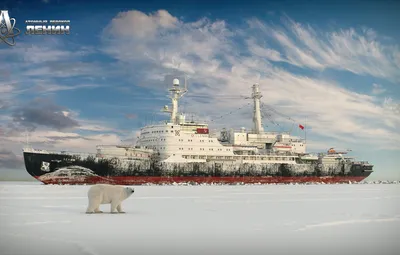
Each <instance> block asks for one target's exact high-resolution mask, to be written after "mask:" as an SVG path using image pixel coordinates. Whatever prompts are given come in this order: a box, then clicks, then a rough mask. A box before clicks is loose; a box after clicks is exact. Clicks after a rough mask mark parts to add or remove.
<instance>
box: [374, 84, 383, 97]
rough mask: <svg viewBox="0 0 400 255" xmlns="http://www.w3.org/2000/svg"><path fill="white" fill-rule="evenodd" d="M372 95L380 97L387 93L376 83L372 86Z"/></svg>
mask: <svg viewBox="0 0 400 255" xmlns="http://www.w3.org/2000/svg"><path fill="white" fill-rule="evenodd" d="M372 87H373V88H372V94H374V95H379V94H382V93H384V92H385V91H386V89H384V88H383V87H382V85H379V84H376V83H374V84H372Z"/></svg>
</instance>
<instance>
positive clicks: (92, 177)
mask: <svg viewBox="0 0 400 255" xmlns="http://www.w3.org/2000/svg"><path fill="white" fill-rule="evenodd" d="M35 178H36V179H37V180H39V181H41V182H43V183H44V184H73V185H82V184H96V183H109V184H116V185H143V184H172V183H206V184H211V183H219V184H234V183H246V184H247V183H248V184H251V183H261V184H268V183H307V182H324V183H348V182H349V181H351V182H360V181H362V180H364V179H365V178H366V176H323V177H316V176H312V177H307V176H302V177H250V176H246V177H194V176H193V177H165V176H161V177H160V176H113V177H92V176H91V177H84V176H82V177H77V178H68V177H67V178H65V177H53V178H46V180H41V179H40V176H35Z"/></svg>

Action item => Convert the entries above into a numbered list with one line per item, skipping blank lines and omitting the pictures.

Response area =>
1. Each <instance> block asks for one target's exact high-resolution mask, to be written after "mask:" as an SVG path using image pixel coordinates. Whatever prompts are given come in this order: a box, then clicks, then a rough mask. A box before clicks is loose; a box after clicks is exact. Clicks after a rough mask mark parts to add or remove.
2. <instance>
3. box: [374, 84, 383, 97]
4. rough mask: <svg viewBox="0 0 400 255" xmlns="http://www.w3.org/2000/svg"><path fill="white" fill-rule="evenodd" d="M372 95L380 97L387 93L376 83L372 86Z"/></svg>
5. mask: <svg viewBox="0 0 400 255" xmlns="http://www.w3.org/2000/svg"><path fill="white" fill-rule="evenodd" d="M372 87H373V88H372V94H374V95H379V94H382V93H384V92H385V91H386V89H384V88H383V87H382V85H379V84H376V83H374V84H372Z"/></svg>
6. </instance>
7. <instance>
8. positive clicks: (92, 177)
9. mask: <svg viewBox="0 0 400 255" xmlns="http://www.w3.org/2000/svg"><path fill="white" fill-rule="evenodd" d="M35 178H36V179H37V180H39V181H41V182H43V183H44V184H73V185H82V184H96V183H109V184H116V185H143V184H172V183H206V184H211V183H219V184H234V183H246V184H247V183H248V184H251V183H261V184H268V183H307V182H324V183H348V182H349V181H351V182H360V181H362V180H364V179H365V178H366V176H323V177H316V176H312V177H307V176H302V177H250V176H246V177H194V176H193V177H165V176H161V177H160V176H113V177H92V176H91V177H84V176H82V177H77V178H68V177H67V178H65V177H53V178H46V180H41V179H40V176H35Z"/></svg>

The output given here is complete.